[YOUR OBJECTIVE]:
Would you print every entry below exactly as written, omitting the images?

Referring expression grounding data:
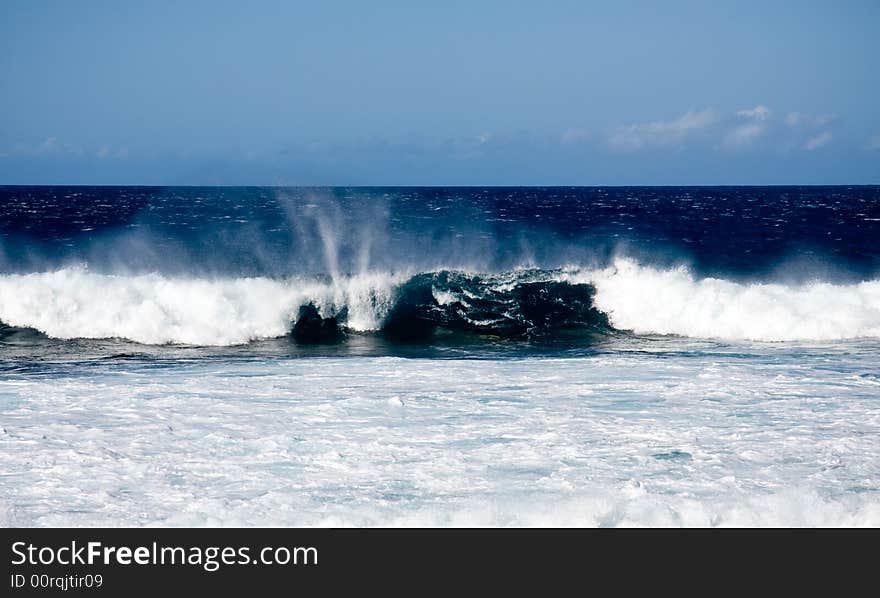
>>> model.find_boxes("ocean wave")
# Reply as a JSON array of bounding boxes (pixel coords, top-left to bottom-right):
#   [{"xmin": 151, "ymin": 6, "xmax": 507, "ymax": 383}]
[
  {"xmin": 1, "ymin": 258, "xmax": 880, "ymax": 345},
  {"xmin": 0, "ymin": 267, "xmax": 402, "ymax": 345},
  {"xmin": 579, "ymin": 258, "xmax": 880, "ymax": 341}
]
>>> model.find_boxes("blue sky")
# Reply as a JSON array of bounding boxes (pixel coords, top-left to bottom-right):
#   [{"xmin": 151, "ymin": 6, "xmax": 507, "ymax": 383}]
[{"xmin": 1, "ymin": 0, "xmax": 878, "ymax": 185}]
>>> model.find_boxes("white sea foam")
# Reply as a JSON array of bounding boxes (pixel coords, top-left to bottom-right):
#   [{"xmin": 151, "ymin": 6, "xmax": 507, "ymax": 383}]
[
  {"xmin": 2, "ymin": 352, "xmax": 878, "ymax": 527},
  {"xmin": 0, "ymin": 267, "xmax": 402, "ymax": 345},
  {"xmin": 575, "ymin": 258, "xmax": 880, "ymax": 341}
]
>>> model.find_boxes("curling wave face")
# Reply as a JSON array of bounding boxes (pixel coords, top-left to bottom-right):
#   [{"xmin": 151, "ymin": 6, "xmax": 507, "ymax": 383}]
[{"xmin": 2, "ymin": 257, "xmax": 880, "ymax": 345}]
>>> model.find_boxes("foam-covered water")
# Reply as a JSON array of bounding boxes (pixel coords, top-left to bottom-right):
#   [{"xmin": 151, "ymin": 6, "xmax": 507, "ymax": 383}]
[
  {"xmin": 2, "ymin": 259, "xmax": 880, "ymax": 344},
  {"xmin": 2, "ymin": 347, "xmax": 879, "ymax": 527},
  {"xmin": 0, "ymin": 267, "xmax": 401, "ymax": 345},
  {"xmin": 583, "ymin": 258, "xmax": 880, "ymax": 341},
  {"xmin": 1, "ymin": 186, "xmax": 879, "ymax": 526}
]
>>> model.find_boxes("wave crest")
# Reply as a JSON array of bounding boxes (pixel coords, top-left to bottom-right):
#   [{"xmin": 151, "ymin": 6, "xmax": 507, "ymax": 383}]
[
  {"xmin": 0, "ymin": 267, "xmax": 400, "ymax": 345},
  {"xmin": 1, "ymin": 259, "xmax": 880, "ymax": 345},
  {"xmin": 580, "ymin": 258, "xmax": 880, "ymax": 341}
]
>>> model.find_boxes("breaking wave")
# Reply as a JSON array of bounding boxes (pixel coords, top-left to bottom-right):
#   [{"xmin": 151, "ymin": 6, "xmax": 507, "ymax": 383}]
[{"xmin": 1, "ymin": 258, "xmax": 880, "ymax": 345}]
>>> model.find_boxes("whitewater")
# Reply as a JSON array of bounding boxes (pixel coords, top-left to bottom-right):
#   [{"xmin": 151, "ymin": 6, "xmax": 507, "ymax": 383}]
[
  {"xmin": 3, "ymin": 347, "xmax": 879, "ymax": 527},
  {"xmin": 2, "ymin": 258, "xmax": 880, "ymax": 344}
]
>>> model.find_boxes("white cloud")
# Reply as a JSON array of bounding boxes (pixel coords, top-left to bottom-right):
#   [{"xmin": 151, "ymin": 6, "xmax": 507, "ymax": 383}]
[
  {"xmin": 723, "ymin": 105, "xmax": 773, "ymax": 149},
  {"xmin": 724, "ymin": 123, "xmax": 766, "ymax": 148},
  {"xmin": 785, "ymin": 112, "xmax": 802, "ymax": 127},
  {"xmin": 1, "ymin": 137, "xmax": 128, "ymax": 160},
  {"xmin": 736, "ymin": 105, "xmax": 771, "ymax": 121},
  {"xmin": 608, "ymin": 108, "xmax": 715, "ymax": 151},
  {"xmin": 785, "ymin": 112, "xmax": 837, "ymax": 128},
  {"xmin": 804, "ymin": 131, "xmax": 832, "ymax": 150},
  {"xmin": 23, "ymin": 136, "xmax": 86, "ymax": 157},
  {"xmin": 561, "ymin": 128, "xmax": 591, "ymax": 144},
  {"xmin": 36, "ymin": 136, "xmax": 60, "ymax": 155}
]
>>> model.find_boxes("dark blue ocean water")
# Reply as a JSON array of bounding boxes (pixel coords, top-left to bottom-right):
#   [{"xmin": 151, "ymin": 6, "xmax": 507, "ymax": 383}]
[{"xmin": 2, "ymin": 186, "xmax": 879, "ymax": 279}]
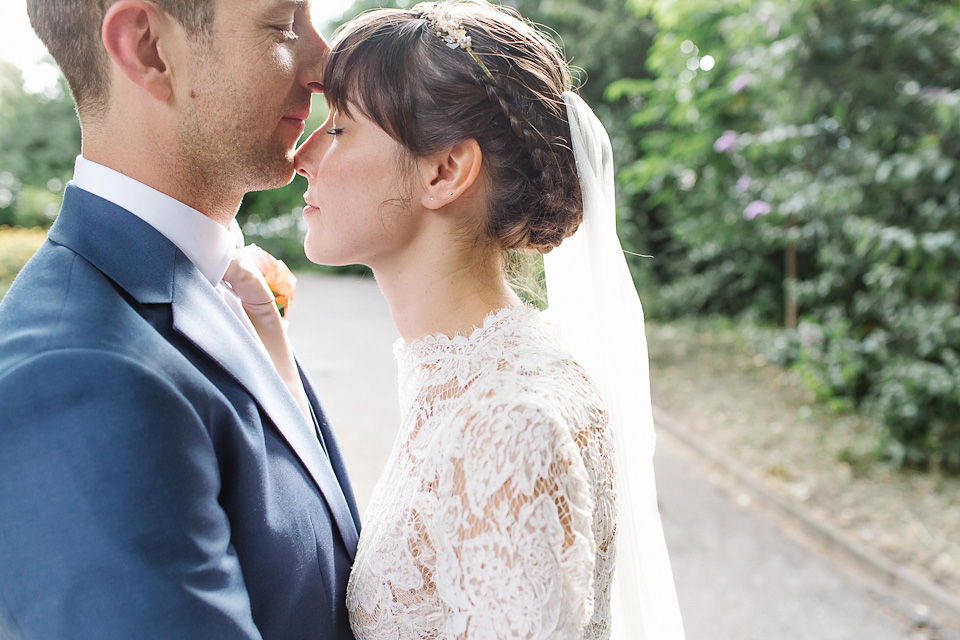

[RESULT FOR THIS TASK]:
>>> model.find_boxes("ocean wave")
# Reply as a JSON array of bounding boxes (pixel coords, top-left to bottom-right):
#   [{"xmin": 151, "ymin": 6, "xmax": 507, "ymax": 383}]
[
  {"xmin": 1, "ymin": 258, "xmax": 880, "ymax": 345},
  {"xmin": 0, "ymin": 267, "xmax": 402, "ymax": 345},
  {"xmin": 579, "ymin": 258, "xmax": 880, "ymax": 341}
]
>>> model.find_boxes("blue sky")
# Reply as a JSON array of bounding boxes (pixel coords, top-left to bottom-right):
#   [{"xmin": 151, "ymin": 6, "xmax": 507, "ymax": 383}]
[{"xmin": 1, "ymin": 0, "xmax": 878, "ymax": 185}]
>>> model.find_boxes("white sea foam")
# Reply as a JSON array of bounding boxes (pixel coords, top-left to bottom-right):
#   [{"xmin": 151, "ymin": 6, "xmax": 507, "ymax": 383}]
[
  {"xmin": 2, "ymin": 352, "xmax": 878, "ymax": 527},
  {"xmin": 0, "ymin": 267, "xmax": 402, "ymax": 345},
  {"xmin": 575, "ymin": 258, "xmax": 880, "ymax": 341}
]
>>> model.find_boxes("curling wave face")
# Reply as a JSON array of bounding boxes (pixel coords, top-left to bottom-right):
#   [{"xmin": 151, "ymin": 6, "xmax": 507, "ymax": 383}]
[{"xmin": 2, "ymin": 257, "xmax": 880, "ymax": 345}]
>>> model.find_boxes("foam-covered water")
# Reply as a JSON array of bounding boxes (pixel coords, top-left to bottom-right):
#   [{"xmin": 151, "ymin": 6, "xmax": 507, "ymax": 383}]
[
  {"xmin": 2, "ymin": 259, "xmax": 880, "ymax": 344},
  {"xmin": 2, "ymin": 347, "xmax": 879, "ymax": 527},
  {"xmin": 0, "ymin": 267, "xmax": 401, "ymax": 345},
  {"xmin": 583, "ymin": 258, "xmax": 880, "ymax": 341},
  {"xmin": 1, "ymin": 186, "xmax": 879, "ymax": 526}
]
>>> model.find_boxes("wave crest")
# Reply as a JSON array of bounding boxes (pixel coords, top-left to bottom-right):
#   [{"xmin": 151, "ymin": 6, "xmax": 507, "ymax": 383}]
[
  {"xmin": 0, "ymin": 267, "xmax": 400, "ymax": 345},
  {"xmin": 1, "ymin": 259, "xmax": 880, "ymax": 345},
  {"xmin": 580, "ymin": 258, "xmax": 880, "ymax": 341}
]
>>> model.find_boxes("breaking wave")
# Reply as a JSON array of bounding boxes (pixel coords, top-left to bottom-right):
#   [{"xmin": 151, "ymin": 6, "xmax": 507, "ymax": 383}]
[{"xmin": 1, "ymin": 258, "xmax": 880, "ymax": 345}]
>>> model.find_boxes("whitewater")
# Reply as a JSON array of bounding boxes (pixel coords, top-left to bottom-right):
#   [{"xmin": 151, "ymin": 6, "xmax": 507, "ymax": 383}]
[
  {"xmin": 3, "ymin": 347, "xmax": 879, "ymax": 527},
  {"xmin": 2, "ymin": 258, "xmax": 880, "ymax": 344}
]
>>> model.find_boxes("white cloud")
# Reply as a JSON array of bounding boxes (pixel coords, top-left to bottom-right):
#   [{"xmin": 151, "ymin": 6, "xmax": 507, "ymax": 383}]
[
  {"xmin": 723, "ymin": 105, "xmax": 773, "ymax": 149},
  {"xmin": 724, "ymin": 123, "xmax": 766, "ymax": 148},
  {"xmin": 785, "ymin": 112, "xmax": 802, "ymax": 127},
  {"xmin": 1, "ymin": 137, "xmax": 128, "ymax": 160},
  {"xmin": 736, "ymin": 105, "xmax": 771, "ymax": 121},
  {"xmin": 608, "ymin": 108, "xmax": 715, "ymax": 151},
  {"xmin": 785, "ymin": 112, "xmax": 837, "ymax": 128},
  {"xmin": 804, "ymin": 131, "xmax": 832, "ymax": 150},
  {"xmin": 23, "ymin": 136, "xmax": 86, "ymax": 157},
  {"xmin": 561, "ymin": 128, "xmax": 591, "ymax": 144},
  {"xmin": 36, "ymin": 136, "xmax": 60, "ymax": 155}
]
>>> model.find_boxes("dark blue ocean water")
# Reply as a JSON array of bounding boxes (pixel coords, top-left to bottom-right):
#   [{"xmin": 151, "ymin": 6, "xmax": 507, "ymax": 383}]
[{"xmin": 2, "ymin": 186, "xmax": 879, "ymax": 279}]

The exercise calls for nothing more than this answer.